WRITTEN TASK | Report each line of the entries below that contains the word "field".

GIVEN RECORDS |
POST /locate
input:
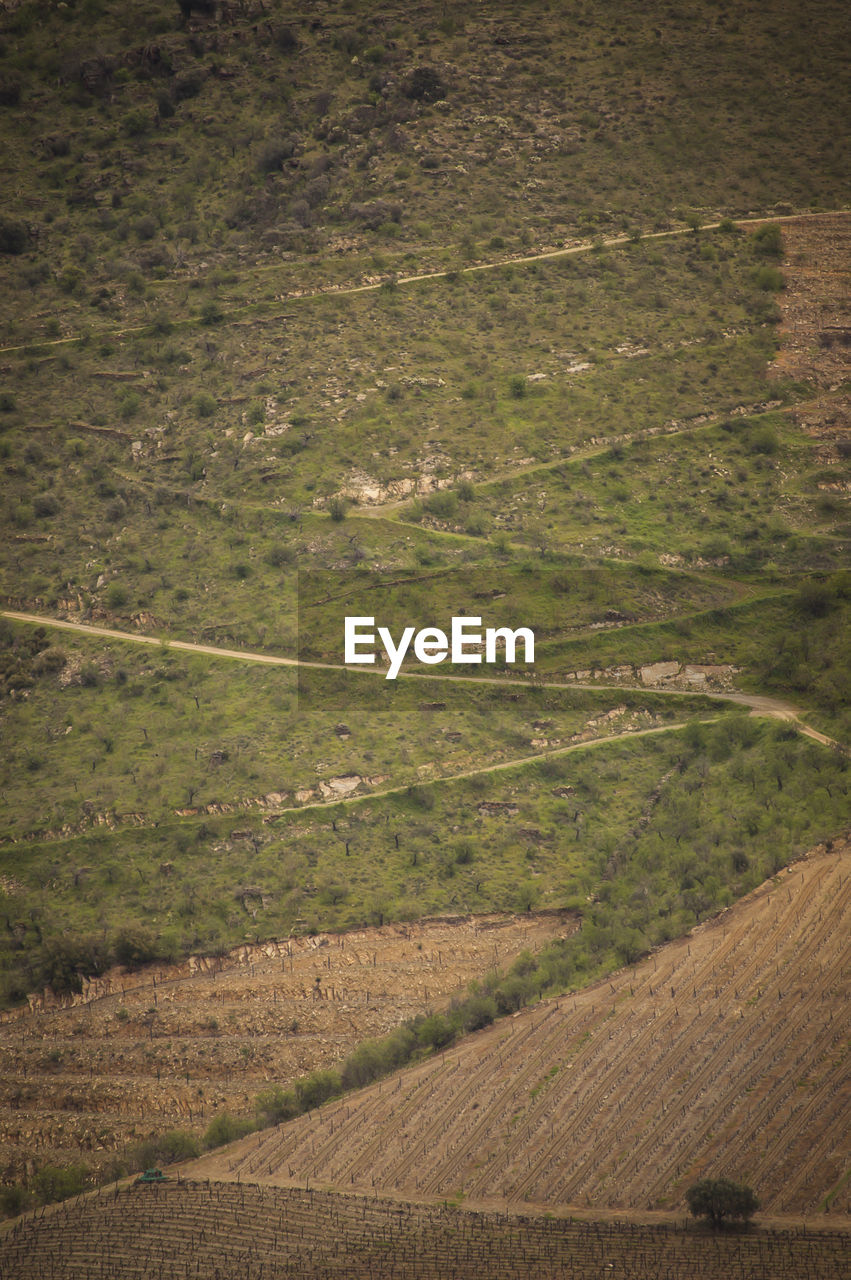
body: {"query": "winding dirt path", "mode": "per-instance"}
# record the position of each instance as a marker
(759, 704)
(236, 316)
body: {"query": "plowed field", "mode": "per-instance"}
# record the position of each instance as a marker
(141, 1052)
(726, 1054)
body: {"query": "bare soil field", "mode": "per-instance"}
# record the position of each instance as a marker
(817, 328)
(137, 1054)
(724, 1054)
(187, 1230)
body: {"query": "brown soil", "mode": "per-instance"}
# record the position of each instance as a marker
(817, 327)
(200, 1232)
(138, 1054)
(726, 1054)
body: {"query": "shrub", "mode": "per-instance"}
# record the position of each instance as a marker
(13, 236)
(9, 92)
(768, 241)
(443, 503)
(205, 405)
(225, 1128)
(424, 85)
(274, 154)
(764, 440)
(769, 279)
(721, 1201)
(58, 1182)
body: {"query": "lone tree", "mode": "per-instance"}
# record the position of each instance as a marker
(721, 1201)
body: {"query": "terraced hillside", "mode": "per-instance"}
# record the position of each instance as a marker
(90, 1075)
(200, 1230)
(526, 309)
(723, 1054)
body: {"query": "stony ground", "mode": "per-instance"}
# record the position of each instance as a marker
(138, 1054)
(724, 1054)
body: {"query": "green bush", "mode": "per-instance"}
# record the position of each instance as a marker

COMPLETE RESPONSE |
body: {"query": "plowed field", "mode": "per-instance"}
body: {"query": "bare soil field", "mode": "per-instance"}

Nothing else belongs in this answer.